EXCERPTED PASSAGE:

§

Germany’s right-wing Alternativ für Deutschland (AfD) party has tilted starboard in a ploy to snatch up Pegida’s freshly leaderless voters. The Local (Germany) reports:

“We should no longer support immigration by people who are totally foreign to our cultural tradition, in fact we ought to block it,” Alexander Gauland told Berlin’s Tagesspiegel newspaper […]

He added that there was a danger of “parallel societies” developing in Germany “with which we won’t be able to cope with in the end.”

And he continued his push to bring AfD closer to anti-Islam movement Pegida by describing it as a “people’s movement” comparable with the early anti-nuclear demonstrations that helped launch the Green party.

§

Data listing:

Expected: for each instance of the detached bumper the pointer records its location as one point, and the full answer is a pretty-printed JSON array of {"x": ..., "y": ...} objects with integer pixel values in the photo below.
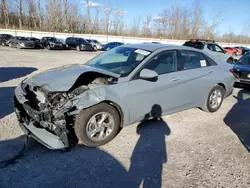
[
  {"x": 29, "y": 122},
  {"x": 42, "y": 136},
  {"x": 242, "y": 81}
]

§

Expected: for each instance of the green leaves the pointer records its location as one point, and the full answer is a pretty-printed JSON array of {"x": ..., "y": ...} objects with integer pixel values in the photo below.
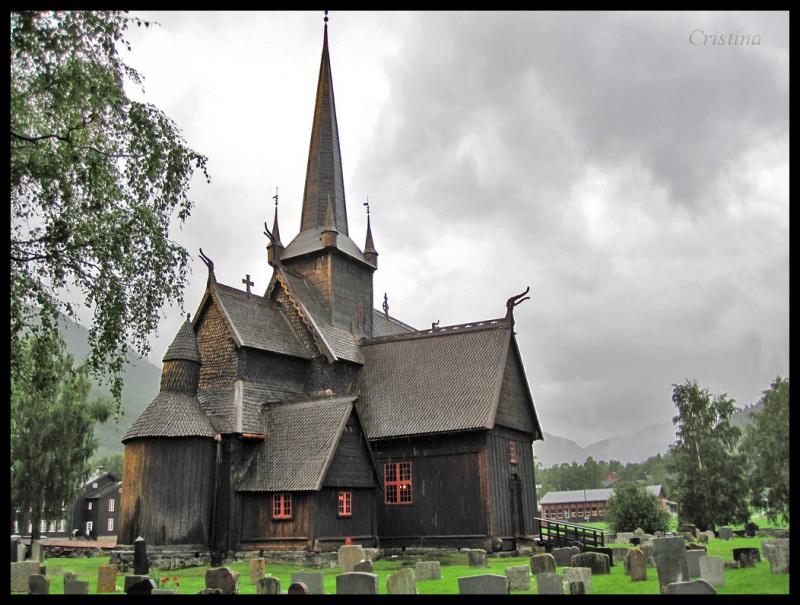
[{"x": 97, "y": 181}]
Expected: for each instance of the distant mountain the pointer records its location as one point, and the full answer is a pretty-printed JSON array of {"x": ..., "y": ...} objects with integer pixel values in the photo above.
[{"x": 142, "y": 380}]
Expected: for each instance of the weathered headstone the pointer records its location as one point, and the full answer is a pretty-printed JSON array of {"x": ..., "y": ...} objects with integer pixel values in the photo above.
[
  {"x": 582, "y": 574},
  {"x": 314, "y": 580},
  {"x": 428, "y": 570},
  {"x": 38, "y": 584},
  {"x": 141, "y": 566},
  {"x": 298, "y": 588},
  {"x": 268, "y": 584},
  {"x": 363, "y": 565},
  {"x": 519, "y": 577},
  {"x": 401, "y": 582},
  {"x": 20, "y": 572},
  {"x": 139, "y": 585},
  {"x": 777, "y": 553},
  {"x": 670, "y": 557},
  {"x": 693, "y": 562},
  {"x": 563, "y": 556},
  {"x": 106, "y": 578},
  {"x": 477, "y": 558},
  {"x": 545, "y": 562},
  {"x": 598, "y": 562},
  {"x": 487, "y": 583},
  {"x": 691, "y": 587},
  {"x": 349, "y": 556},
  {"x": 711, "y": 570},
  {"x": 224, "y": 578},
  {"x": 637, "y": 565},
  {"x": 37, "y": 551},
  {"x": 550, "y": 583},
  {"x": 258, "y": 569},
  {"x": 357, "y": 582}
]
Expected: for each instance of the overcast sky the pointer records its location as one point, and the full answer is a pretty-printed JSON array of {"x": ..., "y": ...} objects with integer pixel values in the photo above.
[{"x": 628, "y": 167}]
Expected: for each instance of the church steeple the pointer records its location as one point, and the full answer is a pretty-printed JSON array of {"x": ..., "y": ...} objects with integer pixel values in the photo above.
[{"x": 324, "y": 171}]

§

TASKS TO COMPLETE:
1. Name every political party, movement, or news outlet that the AfD excerpt mentions, listing each one once.
2. Report every line of the records that contains the string "above". Case counts.
The AfD excerpt and the records come from separate sources.

RESULTS:
1.
Alternativ für Deutschland (AfD)
Pegida
The Local (Germany)
Tagesspiegel
Green party

2.
Expected: for each instance of the distant mountain the pointer records its location as one point, and the full answer is a pretty-printed JSON array of {"x": ..., "y": ...} objects with integer pixel values in the photo above.
Expected: for each instance of the weathered headstone the pointer records its location as one point, and the full answer is a pretty-printed JSON array of {"x": ..., "y": ...} objects with integer pixel values in the photo above.
Expected: for each instance of the overcast sky the pointer records its location as one point, and the full answer is a pretty-printed JSON array of {"x": ..., "y": ...} objects with integer pixel values in the photo above.
Expected: for each instance of the church steeple the pointer records its location as one point, and the full answer is a pretty-printed JSON array of {"x": ..., "y": ...} objects with integer pixel values in the photo above.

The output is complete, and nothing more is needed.